= 本文 =
------------------------------------------------
メンバーズブログ

小さなギモン調べてみました!

建築・不動産から言葉のトリビアまで、仕事の中で見聞きした小さなギモンを調べて報告していきます。

仙台賃貸物件2014

震災後、仙台の賃貸物件がかなり品薄になったことに関しては、以前のブログに書きました。

で、現在はどんな感じかという事を、私の会社及び周辺からの情報の範囲で書いてみたいと思います。

結論から言うと、この2014年11月現在では、大分、空き物件が出てきたという言う印象です。

弊社の管理物件に限って言えば、昨年の春の時点での空室率は2%弱でしたが、現在は7%強にまで増えてきています。

仙台市内に限って言えば、そもそもの賃貸物件品薄の状態は、震災による物件数の減少、被災者・復興支援者の流入による人口(賃貸利用者)増によって起きていました。

緊急性が高かった事も有り、極端な話、物件の良し悪しは置いといて「雨露がしのげるところ」「とりあえず入居できれば良い」という位の勢いで入居希望者が殺到し、その時点で入居可能な物件はかなりなペースで埋まってしまったわけです。

その後も、仮設入居者の人が自力再建を早期に果たし入居する場合や復興工事の進行状況に合わせて段階的に来仙してきた人の需要として品薄は続き、賃料も増加を続けてきました。

それがここにきて、


来年3月に復興公営住宅の竣工が相次ぐ予定で、この時点において仮設からの移動する人が無い。

緊急性の高い復興需要がひと段落し、長期的な対応に必要な人員のみが残留する形で、その他の人員が帰った。

今年の春までに新築分譲マンション・賃貸物件が何棟か完成し、仮住まいであった人が移った。


等の理由により需要が減り、空き物件が増えてきたように思います。
------------------------------------------------
= 提供データ =
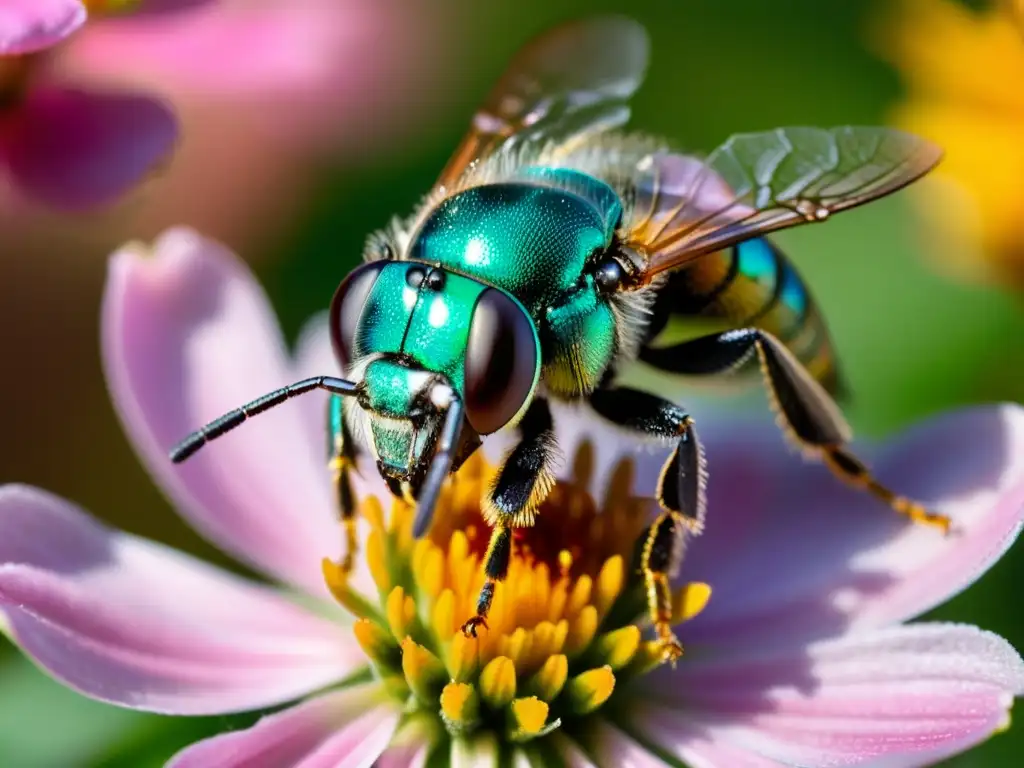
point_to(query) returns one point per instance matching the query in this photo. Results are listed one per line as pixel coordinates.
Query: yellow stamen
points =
------------------------------------------------
= 課題 =
仙台の賃貸物件を扱った本文の続きを、最後の文の後から書くこと。 このデータはここでは使わない。

= 解答 =
今後の展望に関しては、不動産を業としているにもかかわらず、なかなか読み切れなくてお恥ずかしい話ですが、

・来年3月の復興住宅の完成に合わせ、「みなし仮設」として一般賃貸住宅に入居していた被災者もそちらに移り、さらに空き物件が出る。

・一方、建設費の高騰は一時よりも落ち着いたもの、依然続いており、通常収支に見合う民間新築賃貸物件の建設は低調が続く。

という両面から考えると、震災直前の供給だぶつきによる賃料下落が震災後にかなり戻る形で上がった賃料水準はもうしばらく続き、優良物件に関しては、まだしばらくは品薄感があるものの、「物件が無い」という感じではなく、かなり落ち着いてくるのではないか、と思っています。

とはいえ、特に沿岸部を中心とした復興は、瓦礫こそ無くなったもの、まだまだ先が見えません。手つかずの場所もあるほどです。

賃貸需要が減ってきたことが、イコール「復興が終わった」という印象につながるとしたら、それは大きな誤解です。

「東京オリンピック」需要に引きずられ、東北から復興の人員・資材が減り、その人員・資材確保の為に、また工事費が高騰し、復興が遅れていくなどという事が無いよう、切に祈るばかりです。

IMG_1046.JPG

写真は、先月石巻に行った時に、日和山から海側を撮影したものです。

まだまだ、何もない平地があります。

がんばろう東北!

この記事を書いた人

斉藤 一則

斉藤 一則(株式会社マイザ)

事業企画担当。
遊休地や低利用建物の効率化提案から賃貸管理・リフォームサポートまで、建築・不動産関係が専門。
旅行好き。

他のメンバーを見る

  • ちょっと知りたい不動産の一口知識
  • 四方山雑記帳
  • hariu Blog
  • めっけもん
  • 仙台・宮城のうまいもの&直売所めぐり
  • コバチャンの深〜い話
  • 小さなギモン調べてみました!
  • 建築と風景
  • ぽらぽら物語り
  • ほっとひといき!
  • マクロの眼
  • ローカル・グローバル
  • トキの目
  • 空飛ぶ「こころ」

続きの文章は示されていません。